SUPPLIED INFORMATION:
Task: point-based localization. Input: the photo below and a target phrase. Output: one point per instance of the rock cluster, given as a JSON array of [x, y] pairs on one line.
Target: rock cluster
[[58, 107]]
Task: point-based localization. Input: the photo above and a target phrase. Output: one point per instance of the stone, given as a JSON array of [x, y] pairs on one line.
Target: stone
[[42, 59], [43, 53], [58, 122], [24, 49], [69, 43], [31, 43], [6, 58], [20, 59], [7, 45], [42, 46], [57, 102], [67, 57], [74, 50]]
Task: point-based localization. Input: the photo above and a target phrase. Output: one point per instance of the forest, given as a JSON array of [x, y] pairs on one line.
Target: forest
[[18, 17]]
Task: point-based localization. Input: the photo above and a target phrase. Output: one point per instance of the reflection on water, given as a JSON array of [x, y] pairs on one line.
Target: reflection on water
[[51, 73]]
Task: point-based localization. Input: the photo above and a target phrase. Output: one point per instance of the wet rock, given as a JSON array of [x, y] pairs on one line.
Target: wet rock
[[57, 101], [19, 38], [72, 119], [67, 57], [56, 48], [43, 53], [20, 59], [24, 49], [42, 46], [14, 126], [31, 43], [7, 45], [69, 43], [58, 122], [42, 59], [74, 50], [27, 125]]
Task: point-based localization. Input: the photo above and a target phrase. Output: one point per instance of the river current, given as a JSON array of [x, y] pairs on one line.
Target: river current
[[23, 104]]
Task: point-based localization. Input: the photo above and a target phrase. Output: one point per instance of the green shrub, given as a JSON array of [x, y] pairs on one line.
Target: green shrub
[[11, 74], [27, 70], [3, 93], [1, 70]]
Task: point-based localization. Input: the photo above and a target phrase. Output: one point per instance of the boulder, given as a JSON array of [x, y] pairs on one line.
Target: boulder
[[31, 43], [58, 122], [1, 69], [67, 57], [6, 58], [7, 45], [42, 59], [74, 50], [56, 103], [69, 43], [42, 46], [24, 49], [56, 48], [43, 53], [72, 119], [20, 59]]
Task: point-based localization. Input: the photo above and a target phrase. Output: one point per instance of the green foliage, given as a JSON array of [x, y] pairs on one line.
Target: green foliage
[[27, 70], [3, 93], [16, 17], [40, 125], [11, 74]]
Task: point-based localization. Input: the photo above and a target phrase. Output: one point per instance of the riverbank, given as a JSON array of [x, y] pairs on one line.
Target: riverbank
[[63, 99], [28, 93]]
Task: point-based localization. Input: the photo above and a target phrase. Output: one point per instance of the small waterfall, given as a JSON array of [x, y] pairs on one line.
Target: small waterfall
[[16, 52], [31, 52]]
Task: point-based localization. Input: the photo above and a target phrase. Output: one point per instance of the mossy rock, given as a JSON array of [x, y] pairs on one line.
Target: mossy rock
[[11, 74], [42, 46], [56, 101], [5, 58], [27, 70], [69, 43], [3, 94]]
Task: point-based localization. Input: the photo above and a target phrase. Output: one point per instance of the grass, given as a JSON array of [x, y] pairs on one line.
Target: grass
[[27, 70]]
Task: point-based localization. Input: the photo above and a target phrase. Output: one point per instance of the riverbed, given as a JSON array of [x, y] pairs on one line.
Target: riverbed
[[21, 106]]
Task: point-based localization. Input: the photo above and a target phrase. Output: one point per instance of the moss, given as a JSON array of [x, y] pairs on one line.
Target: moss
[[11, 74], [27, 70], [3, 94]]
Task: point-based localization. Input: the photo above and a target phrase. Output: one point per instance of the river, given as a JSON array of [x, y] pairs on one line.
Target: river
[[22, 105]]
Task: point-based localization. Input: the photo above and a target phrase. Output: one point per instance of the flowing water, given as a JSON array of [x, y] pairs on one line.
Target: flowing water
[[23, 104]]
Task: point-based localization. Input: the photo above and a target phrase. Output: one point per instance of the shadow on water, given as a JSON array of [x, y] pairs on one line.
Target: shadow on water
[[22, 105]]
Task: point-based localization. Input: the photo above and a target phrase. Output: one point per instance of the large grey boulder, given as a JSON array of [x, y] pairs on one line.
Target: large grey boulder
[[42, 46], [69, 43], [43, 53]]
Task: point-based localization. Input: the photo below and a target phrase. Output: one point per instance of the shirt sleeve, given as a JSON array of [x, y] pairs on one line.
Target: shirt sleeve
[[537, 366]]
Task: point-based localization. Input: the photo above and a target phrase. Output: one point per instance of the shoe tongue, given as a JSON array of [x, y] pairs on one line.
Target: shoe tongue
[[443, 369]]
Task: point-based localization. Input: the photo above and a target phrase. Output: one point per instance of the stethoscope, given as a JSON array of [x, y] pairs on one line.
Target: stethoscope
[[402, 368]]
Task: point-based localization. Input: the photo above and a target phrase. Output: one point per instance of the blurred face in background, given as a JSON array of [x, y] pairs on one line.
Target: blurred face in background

WHAT YOU SHOULD DO: Exactly as they appear above, give the entries again.

RESPONSE TO THIS EXERCISE:
Task: point-based localization. Input: the photo below and a target phrase. Output: one point per instance of the rock cluster, given as a JSON array of [x, y] pairs on one line.
Target: rock cluster
[[58, 107]]
Task: point-based localization. Input: the photo above and a target phrase. Output: one point per instance of the stone, given as a JSON array of [x, y] pairs on one line.
Target: stone
[[42, 59], [43, 53], [58, 122], [24, 49], [69, 43], [31, 43], [6, 58], [20, 59], [7, 45], [42, 46], [57, 102], [67, 57], [74, 50]]
Task: point-based localization. Input: the photo above and a target phrase. Output: one point per instance of the forest, given as a JSON array of [x, y] pairs on one line.
Target: forest
[[18, 17]]
Task: point-based localization. Input: the photo above and a target phrase. Output: one point per instance of the reflection on water, given as a JSON array of [x, y] pairs on one line.
Target: reflection on water
[[51, 73]]
Task: point-based localization. Input: the photo above and a target phrase. Output: one point per instance of the wet rock, given as a JSON array of [x, y] pairs on one line.
Target: wet rock
[[57, 101], [19, 38], [72, 119], [67, 57], [56, 48], [43, 53], [20, 59], [24, 49], [42, 46], [14, 126], [31, 43], [7, 45], [69, 43], [58, 122], [42, 59], [74, 50], [27, 125]]
Task: point-based localization. Input: the photo above and a target phrase. Output: one point per instance of the river current, given as a JSON array of [x, y] pairs on one line.
Target: river current
[[23, 104]]
Task: point-based localization. Input: the photo above and a target phrase. Output: one point per instance of the green shrub, given as a JSON array of [x, y] pairs on one line.
Target: green shrub
[[11, 74], [27, 70], [3, 93], [1, 70]]
Task: point-based localization. Input: the photo above and a target phrase. Output: one point per instance of the boulder, given as a JSON array of [x, y] pairs on one line.
Target: boulder
[[31, 43], [58, 122], [1, 69], [67, 57], [6, 58], [7, 45], [42, 59], [74, 50], [56, 103], [69, 43], [42, 46], [24, 49], [56, 48], [43, 53], [72, 119], [20, 59]]
Task: point-based localization. Input: the photo above and a target phrase. Output: one point per instance of the green foliage, given as a JSON array of [x, y] pairs on one line.
Target: green foliage
[[27, 70], [3, 93], [16, 17], [40, 125], [11, 74]]
Task: point-based localization. Input: the photo above and a target phrase. Output: one point per instance of the riverbank, given as a JSON array of [x, y] pairs on one line.
Target: riverbank
[[63, 99], [28, 93]]
Task: point-based localization. Input: the photo above and a target phrase. Output: one point per instance of the small waterfall, given as a JSON array of [x, y] pairs on one line.
Target: small waterfall
[[16, 52], [31, 52]]
Task: point-based localization. Input: the photo above and a target phrase. Output: one point per instance of the mossy rock, given as a JSON array of [x, y] pairs on one line.
Target: mossy rock
[[11, 74], [42, 46], [56, 101], [5, 58], [27, 70], [69, 43], [3, 94]]
Task: point-based localization. Input: the photo above and a target phrase. Output: one point per instance of the grass, given as a JSON array of [x, y] pairs on one line.
Target: grass
[[27, 70]]
Task: point-based localization. Input: the photo above and a target phrase. Output: one point per instance of the riverbed, given as a JSON array of [x, y] pairs on one line.
Target: riverbed
[[21, 106]]
Task: point-based localization. Input: the photo above and a target phrase. Output: one point per instance of the moss, given as a JSON array of [x, y] pairs on one line.
Target: moss
[[11, 74], [27, 70], [3, 94]]
Task: point-based localization. Input: the photo above and a target phrase. Output: one point per instance of the river, given as a JSON array of [x, y] pairs on one line.
Target: river
[[22, 105]]
Task: point-based localization. Input: the photo above and a target phrase. Output: one point per instance of the flowing water, given as a JSON array of [x, y] pairs on one line.
Target: flowing water
[[23, 104]]
Task: point-based localization. Input: the photo above and a target phrase. Output: one point per instance of the shadow on water, given as a JSON array of [x, y] pairs on one line.
Target: shadow on water
[[22, 105]]
Task: point-based localization. Input: the photo above and a target phrase. Output: one point per instance of the large grey boulder, given as a JSON array of [x, y] pairs on one line.
Target: large grey boulder
[[42, 46], [69, 43], [43, 53]]
Task: point-based localization. Input: the photo below and a target phrase. Output: one point per instance of the shirt sleeve, given as a JSON array of [x, y] pairs on one line.
Target: shirt sleeve
[[537, 366]]
Task: point-based localization. Input: the photo above and a target phrase. Output: one point per instance of the shoe tongue, given as a JSON array of [x, y] pairs on one line.
Target: shoe tongue
[[443, 369]]
Task: point-based localization. Input: the photo above and a target phrase. Output: one point per instance of the stethoscope, given as a JSON array of [x, y] pairs on one line.
Target: stethoscope
[[402, 368]]
Task: point-based localization. Input: the photo above and a target phrase. Output: one point per instance of the blurred face in background, given as a JSON array of [x, y] pairs on one line.
Target: blurred face in background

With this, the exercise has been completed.